• _本文_
資料32 吉田松陰の「父・叔父・兄への手紙」                    

 

 

       吉田松陰の「父・叔父・兄への手紙」       
       
(安政6年10月20日 松陰在江戸獄、父・叔父・兄在萩)

 

 

 

 

 

 

 

平生の学問浅薄にして至誠天地を感格する事出来不申、非常の変に立到り申候。嘸々(さぞさぞ)、御愁傷も可被遊拝察仕候。
  
親思ふこゝろにまさる親ごゝろけふの音づれ何ときくらん
乍去去年十月六日
差上置候書得(とく)と御覧被遊候はゞ、左まで御愁傷にも及不申と奉存候。尚又当五月出立の節心事一々申上置候事に付、今更何も思残候事無御座候。此度漢文にて相認候語諸友書も御転覧可被遊候。幕府正議は丸に御取用無之、夷狄は縦横自在に御府内を致跋扈候へ共、神国未だ地に墜(おち)不申、上に聖天子あり、下に忠魂義魂充々致候へば天下の事も余り御力御落無之候様奉願候。随分御気分御大切に被遊、御長寿を御保可被成候。以上。十月廿日認置。

• _抽出データ_

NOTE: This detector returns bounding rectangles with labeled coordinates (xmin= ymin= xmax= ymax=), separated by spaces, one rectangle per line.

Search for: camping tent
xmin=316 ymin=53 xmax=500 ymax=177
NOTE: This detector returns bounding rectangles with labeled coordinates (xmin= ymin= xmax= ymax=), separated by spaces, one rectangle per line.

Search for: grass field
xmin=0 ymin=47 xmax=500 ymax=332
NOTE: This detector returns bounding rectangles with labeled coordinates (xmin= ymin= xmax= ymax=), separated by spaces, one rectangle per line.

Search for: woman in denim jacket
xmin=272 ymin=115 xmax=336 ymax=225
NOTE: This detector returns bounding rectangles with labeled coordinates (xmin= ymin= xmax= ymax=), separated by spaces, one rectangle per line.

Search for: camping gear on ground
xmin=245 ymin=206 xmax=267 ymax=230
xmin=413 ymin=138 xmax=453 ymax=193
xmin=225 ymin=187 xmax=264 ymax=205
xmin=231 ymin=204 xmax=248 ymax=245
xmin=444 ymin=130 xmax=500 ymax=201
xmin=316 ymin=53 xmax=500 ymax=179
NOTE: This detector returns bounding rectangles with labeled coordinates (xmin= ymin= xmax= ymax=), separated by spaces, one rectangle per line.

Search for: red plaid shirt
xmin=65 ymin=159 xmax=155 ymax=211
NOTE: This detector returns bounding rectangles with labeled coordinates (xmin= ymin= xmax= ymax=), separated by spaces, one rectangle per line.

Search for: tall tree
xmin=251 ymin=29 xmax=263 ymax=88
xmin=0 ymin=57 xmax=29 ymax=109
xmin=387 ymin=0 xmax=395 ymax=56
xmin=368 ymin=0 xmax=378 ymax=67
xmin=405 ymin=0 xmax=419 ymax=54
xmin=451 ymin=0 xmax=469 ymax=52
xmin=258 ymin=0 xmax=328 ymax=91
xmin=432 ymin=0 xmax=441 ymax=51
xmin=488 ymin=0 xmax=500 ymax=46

--

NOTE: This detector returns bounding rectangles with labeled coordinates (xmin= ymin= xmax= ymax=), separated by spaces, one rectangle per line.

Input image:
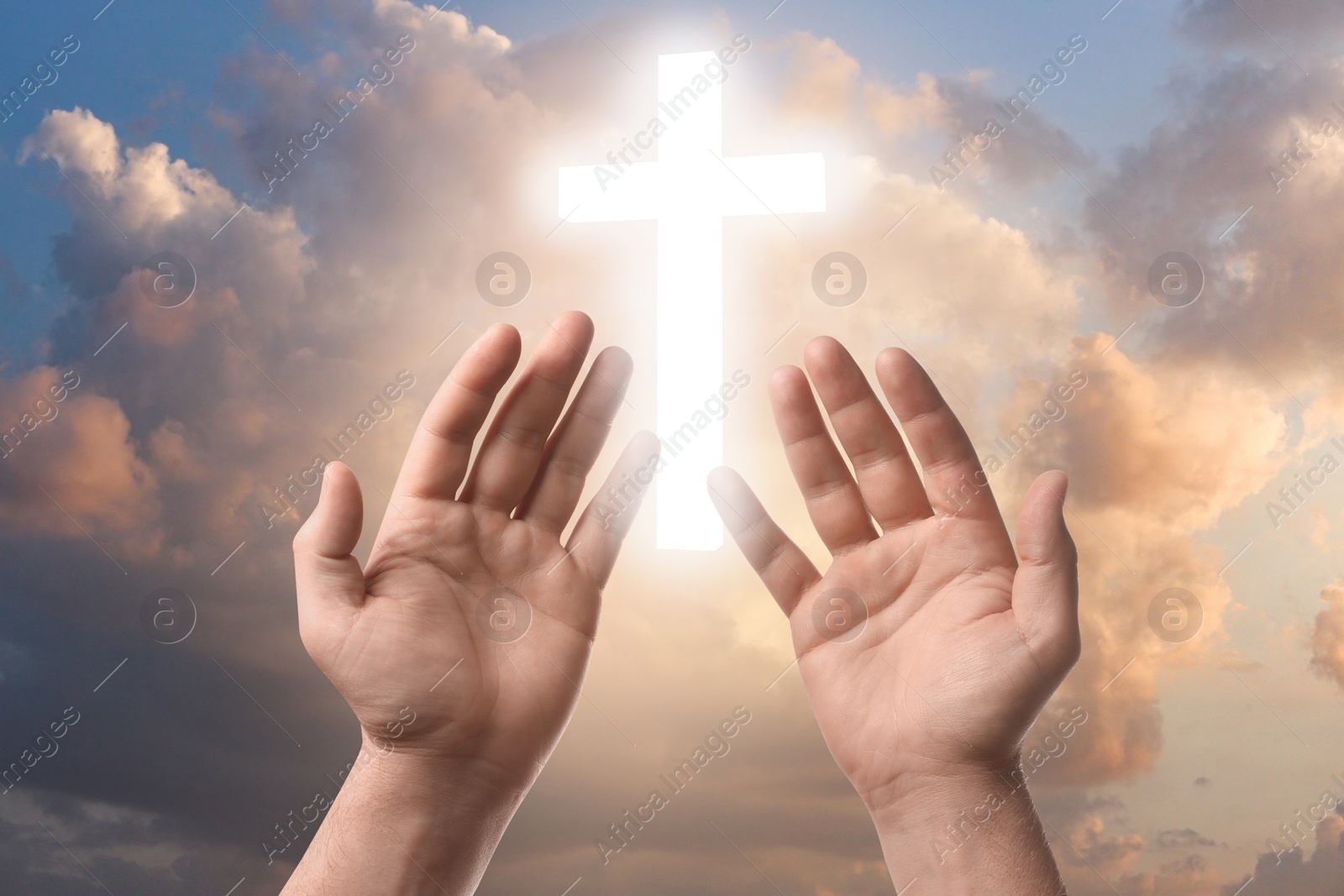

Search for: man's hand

• _練習問題_
**1)** 吉田松陰の手紙によると、この手紙を書いたとき松陰はどこにいましたか。
**2)** 吉田松陰の手紙の本文が終わったところから、その続きを書いてください。

• _解答_
**1)** 江戸の獄にいました。

**2)**
          家大人 膝下
   玉丈人 膝下                        
      寅二郎百拝
   家大人 座下

両北堂様随分御気体御厭
(おいとひ)専一に奉存候。被誅候共、首までも葬呉候人あれば、未だ天下の人には棄られ不申と御一咲奉願候。児玉・小田村・久坂の三妹へ五月に申置候事忘れぬ様御申聞奉頼候。 呉々も人を哀(かなしま)んよりは自ら勤むること肝要に御座候。○私首は江戸に葬り、家祭には私平生用候硯と、去年十月六日呈上仕候書とを神主と被成候様奉頼候。硯は己酉の七月か、赤馬関(あかまがせき)廻浦の節買得せしなり、十年余著述を助けたる功臣なり。
 松陰二十一回猛士とのみ御記し奉頼候。

 

 

 

 

 

 

 

   十月六日 …… … 「十一月六日」 の誤り。

 

 

 

   家大人 座下 …… この 「家大人」 は、「家大兄」 の書き誤り。

 

 

 


 

 

 

 

 
  (注) 1.  手紙の本文は、岩波書店刊 『吉田松陰』(日本思想大系54 ・1978年11月22日第1刷発行) によりました。
 ただし、引用にあたって、本文中に施してある返り点は省略しました。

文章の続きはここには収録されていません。